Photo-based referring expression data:
--- START ---

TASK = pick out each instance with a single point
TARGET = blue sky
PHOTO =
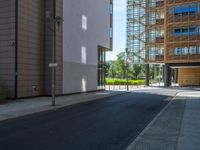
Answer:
(119, 33)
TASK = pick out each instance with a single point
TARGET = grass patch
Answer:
(110, 81)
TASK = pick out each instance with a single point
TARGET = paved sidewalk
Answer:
(24, 107)
(176, 127)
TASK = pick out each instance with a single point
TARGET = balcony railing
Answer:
(160, 39)
(160, 4)
(159, 21)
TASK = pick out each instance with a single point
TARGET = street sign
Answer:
(53, 65)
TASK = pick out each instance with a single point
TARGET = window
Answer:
(177, 30)
(193, 50)
(178, 51)
(110, 32)
(193, 8)
(84, 22)
(184, 30)
(177, 10)
(185, 50)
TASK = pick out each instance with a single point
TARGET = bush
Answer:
(2, 93)
(123, 82)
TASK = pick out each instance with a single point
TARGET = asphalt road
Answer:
(107, 124)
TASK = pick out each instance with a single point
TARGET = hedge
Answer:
(124, 82)
(2, 93)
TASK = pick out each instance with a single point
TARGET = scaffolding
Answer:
(161, 31)
(136, 31)
(145, 31)
(183, 31)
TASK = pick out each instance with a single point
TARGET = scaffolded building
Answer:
(166, 32)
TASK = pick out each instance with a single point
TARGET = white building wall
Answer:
(86, 25)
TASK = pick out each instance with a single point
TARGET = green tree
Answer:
(136, 71)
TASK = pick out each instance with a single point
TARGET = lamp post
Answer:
(54, 20)
(53, 64)
(127, 86)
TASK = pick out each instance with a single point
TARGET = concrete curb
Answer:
(46, 108)
(131, 146)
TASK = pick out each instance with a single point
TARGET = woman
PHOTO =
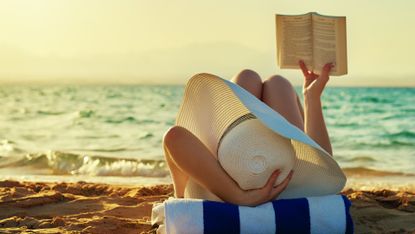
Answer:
(188, 157)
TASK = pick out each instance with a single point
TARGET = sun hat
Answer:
(252, 140)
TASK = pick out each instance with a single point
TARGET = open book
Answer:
(316, 39)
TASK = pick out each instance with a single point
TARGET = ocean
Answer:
(114, 133)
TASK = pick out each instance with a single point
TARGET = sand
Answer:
(30, 207)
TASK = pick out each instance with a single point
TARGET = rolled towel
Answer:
(324, 214)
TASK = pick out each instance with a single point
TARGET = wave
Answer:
(403, 133)
(364, 171)
(63, 163)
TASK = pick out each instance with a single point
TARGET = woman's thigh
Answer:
(279, 94)
(250, 81)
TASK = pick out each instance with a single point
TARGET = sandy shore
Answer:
(100, 208)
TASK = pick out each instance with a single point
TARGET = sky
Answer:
(167, 41)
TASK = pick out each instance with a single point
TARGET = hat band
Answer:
(234, 124)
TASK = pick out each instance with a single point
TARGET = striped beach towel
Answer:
(325, 214)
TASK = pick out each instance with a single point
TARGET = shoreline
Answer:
(56, 207)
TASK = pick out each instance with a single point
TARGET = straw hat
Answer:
(252, 140)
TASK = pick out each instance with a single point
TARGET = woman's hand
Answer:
(314, 84)
(256, 197)
(314, 124)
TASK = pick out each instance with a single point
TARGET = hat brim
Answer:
(211, 104)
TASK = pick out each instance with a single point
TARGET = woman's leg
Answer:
(250, 81)
(279, 94)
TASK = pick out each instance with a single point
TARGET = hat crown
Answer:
(250, 153)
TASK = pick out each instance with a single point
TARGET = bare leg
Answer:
(250, 81)
(189, 157)
(279, 94)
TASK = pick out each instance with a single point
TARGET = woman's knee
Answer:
(277, 82)
(249, 80)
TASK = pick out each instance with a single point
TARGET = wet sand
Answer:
(81, 207)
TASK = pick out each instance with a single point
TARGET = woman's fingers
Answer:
(303, 68)
(324, 77)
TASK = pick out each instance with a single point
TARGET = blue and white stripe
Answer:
(326, 214)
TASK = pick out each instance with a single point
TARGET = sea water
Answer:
(114, 133)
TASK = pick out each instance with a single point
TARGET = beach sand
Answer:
(81, 207)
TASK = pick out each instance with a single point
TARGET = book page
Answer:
(329, 43)
(294, 40)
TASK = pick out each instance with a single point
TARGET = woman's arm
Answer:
(193, 158)
(314, 124)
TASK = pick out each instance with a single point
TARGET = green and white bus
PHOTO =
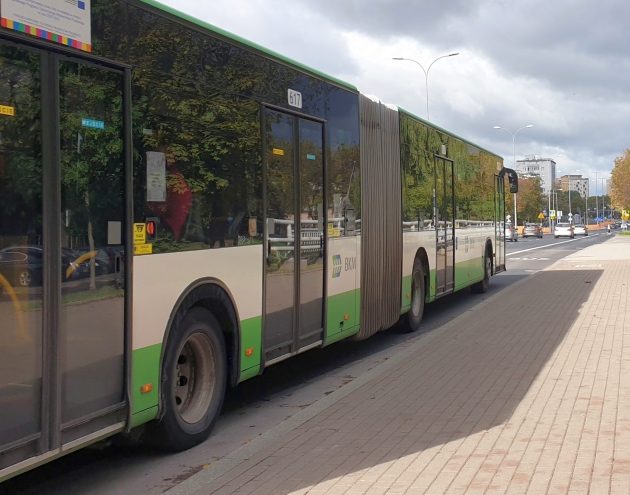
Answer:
(180, 209)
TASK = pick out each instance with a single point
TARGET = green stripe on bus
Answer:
(145, 370)
(342, 315)
(251, 346)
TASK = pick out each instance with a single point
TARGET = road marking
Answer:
(530, 259)
(550, 245)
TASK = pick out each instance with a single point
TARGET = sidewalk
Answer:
(528, 392)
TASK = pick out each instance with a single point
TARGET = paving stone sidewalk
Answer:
(528, 392)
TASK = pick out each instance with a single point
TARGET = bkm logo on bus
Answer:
(349, 265)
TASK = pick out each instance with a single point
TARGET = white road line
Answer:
(550, 245)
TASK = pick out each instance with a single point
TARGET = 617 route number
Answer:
(295, 98)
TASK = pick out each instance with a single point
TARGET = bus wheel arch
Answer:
(199, 360)
(419, 290)
(483, 285)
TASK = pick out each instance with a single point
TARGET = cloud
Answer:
(563, 65)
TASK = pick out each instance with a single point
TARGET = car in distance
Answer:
(563, 229)
(511, 233)
(580, 229)
(532, 230)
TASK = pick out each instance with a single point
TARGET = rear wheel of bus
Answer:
(418, 292)
(194, 381)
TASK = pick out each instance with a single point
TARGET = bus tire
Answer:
(483, 286)
(418, 293)
(194, 381)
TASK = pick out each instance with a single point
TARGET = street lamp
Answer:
(426, 72)
(513, 134)
(570, 210)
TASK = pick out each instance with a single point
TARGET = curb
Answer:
(213, 471)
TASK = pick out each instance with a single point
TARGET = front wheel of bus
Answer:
(414, 316)
(194, 381)
(483, 286)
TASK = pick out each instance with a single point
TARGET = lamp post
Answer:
(426, 72)
(513, 134)
(603, 179)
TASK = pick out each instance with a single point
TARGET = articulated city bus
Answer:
(180, 209)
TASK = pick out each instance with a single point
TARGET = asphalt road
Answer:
(261, 403)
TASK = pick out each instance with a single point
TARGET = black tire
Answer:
(194, 380)
(482, 286)
(24, 278)
(413, 319)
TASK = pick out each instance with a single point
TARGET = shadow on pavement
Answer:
(466, 379)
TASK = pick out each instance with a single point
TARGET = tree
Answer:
(620, 182)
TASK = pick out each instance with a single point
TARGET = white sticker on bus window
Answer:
(156, 176)
(67, 22)
(295, 98)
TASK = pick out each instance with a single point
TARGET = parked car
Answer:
(563, 229)
(580, 229)
(532, 230)
(511, 233)
(23, 266)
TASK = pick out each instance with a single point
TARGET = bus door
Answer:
(62, 224)
(445, 225)
(294, 234)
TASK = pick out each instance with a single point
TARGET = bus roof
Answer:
(242, 41)
(430, 124)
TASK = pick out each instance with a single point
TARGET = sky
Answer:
(561, 65)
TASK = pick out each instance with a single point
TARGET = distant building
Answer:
(545, 168)
(574, 183)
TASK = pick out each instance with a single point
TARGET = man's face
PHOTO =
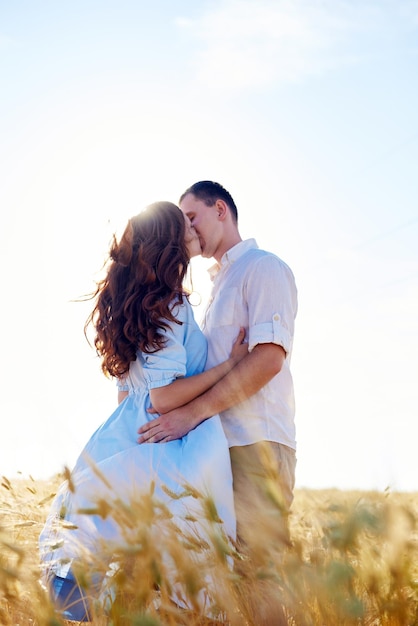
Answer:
(205, 220)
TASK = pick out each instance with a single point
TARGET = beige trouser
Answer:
(264, 479)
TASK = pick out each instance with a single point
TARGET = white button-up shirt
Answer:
(254, 289)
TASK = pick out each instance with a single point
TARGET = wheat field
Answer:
(353, 560)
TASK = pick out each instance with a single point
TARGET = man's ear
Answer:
(221, 209)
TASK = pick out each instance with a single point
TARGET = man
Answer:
(256, 290)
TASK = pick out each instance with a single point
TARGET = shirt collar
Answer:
(232, 255)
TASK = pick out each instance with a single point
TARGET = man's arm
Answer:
(252, 373)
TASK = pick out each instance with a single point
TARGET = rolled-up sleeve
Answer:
(272, 302)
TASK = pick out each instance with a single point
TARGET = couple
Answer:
(172, 378)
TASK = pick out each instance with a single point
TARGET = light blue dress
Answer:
(113, 467)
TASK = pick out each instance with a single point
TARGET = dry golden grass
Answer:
(353, 561)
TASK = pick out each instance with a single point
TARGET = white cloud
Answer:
(247, 43)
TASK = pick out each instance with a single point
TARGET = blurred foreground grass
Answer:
(353, 561)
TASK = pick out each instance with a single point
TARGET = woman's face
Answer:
(191, 239)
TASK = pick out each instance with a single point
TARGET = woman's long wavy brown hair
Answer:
(144, 277)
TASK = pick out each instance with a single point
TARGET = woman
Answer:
(147, 338)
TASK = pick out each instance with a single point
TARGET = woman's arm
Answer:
(183, 390)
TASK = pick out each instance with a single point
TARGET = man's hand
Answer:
(167, 427)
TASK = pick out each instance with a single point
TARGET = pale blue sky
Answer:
(306, 112)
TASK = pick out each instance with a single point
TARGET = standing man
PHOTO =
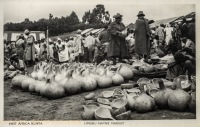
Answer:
(29, 53)
(117, 45)
(104, 38)
(78, 47)
(142, 36)
(160, 33)
(89, 43)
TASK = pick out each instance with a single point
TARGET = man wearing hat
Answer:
(117, 46)
(142, 36)
(30, 50)
(184, 64)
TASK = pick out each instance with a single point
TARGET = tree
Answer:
(86, 16)
(73, 18)
(96, 16)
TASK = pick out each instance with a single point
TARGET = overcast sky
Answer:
(17, 13)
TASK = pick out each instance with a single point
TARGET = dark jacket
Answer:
(117, 45)
(142, 37)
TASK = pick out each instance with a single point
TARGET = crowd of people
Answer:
(115, 43)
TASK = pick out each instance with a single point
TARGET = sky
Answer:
(17, 13)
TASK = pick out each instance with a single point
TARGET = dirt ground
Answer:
(23, 105)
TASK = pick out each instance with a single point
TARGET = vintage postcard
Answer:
(99, 63)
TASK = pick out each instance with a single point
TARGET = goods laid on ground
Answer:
(141, 98)
(55, 81)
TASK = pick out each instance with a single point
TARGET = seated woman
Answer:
(184, 64)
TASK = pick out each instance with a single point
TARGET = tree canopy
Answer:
(59, 26)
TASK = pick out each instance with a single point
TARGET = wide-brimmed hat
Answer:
(141, 13)
(26, 31)
(117, 16)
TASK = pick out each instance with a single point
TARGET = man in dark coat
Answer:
(117, 45)
(192, 30)
(184, 29)
(104, 38)
(142, 36)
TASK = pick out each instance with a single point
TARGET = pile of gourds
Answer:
(118, 104)
(56, 81)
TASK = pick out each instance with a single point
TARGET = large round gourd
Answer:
(26, 83)
(144, 103)
(72, 86)
(126, 72)
(18, 79)
(104, 81)
(161, 97)
(178, 99)
(53, 90)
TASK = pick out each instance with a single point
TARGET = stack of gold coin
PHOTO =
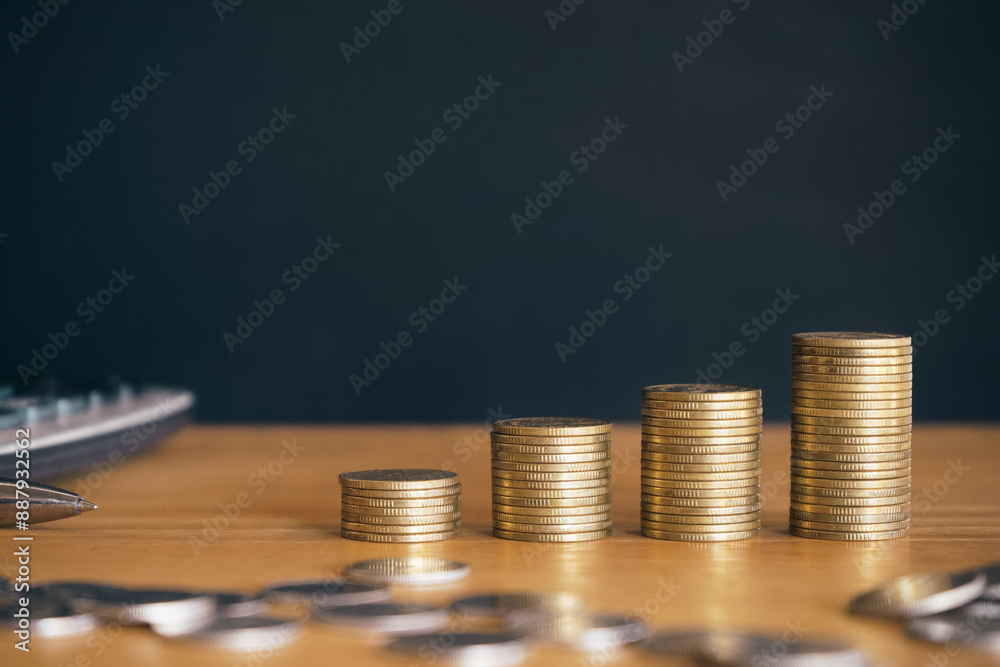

--- END ---

Return only the lines of the records in which the string "white" appears.

**Result of this exercise:**
TARGET = white building wall
TARGET = blue and white stripe
TARGET = green and white bus
TARGET = white road line
TARGET = white sticker on bus window
TARGET = white button-up shirt
TARGET = white cloud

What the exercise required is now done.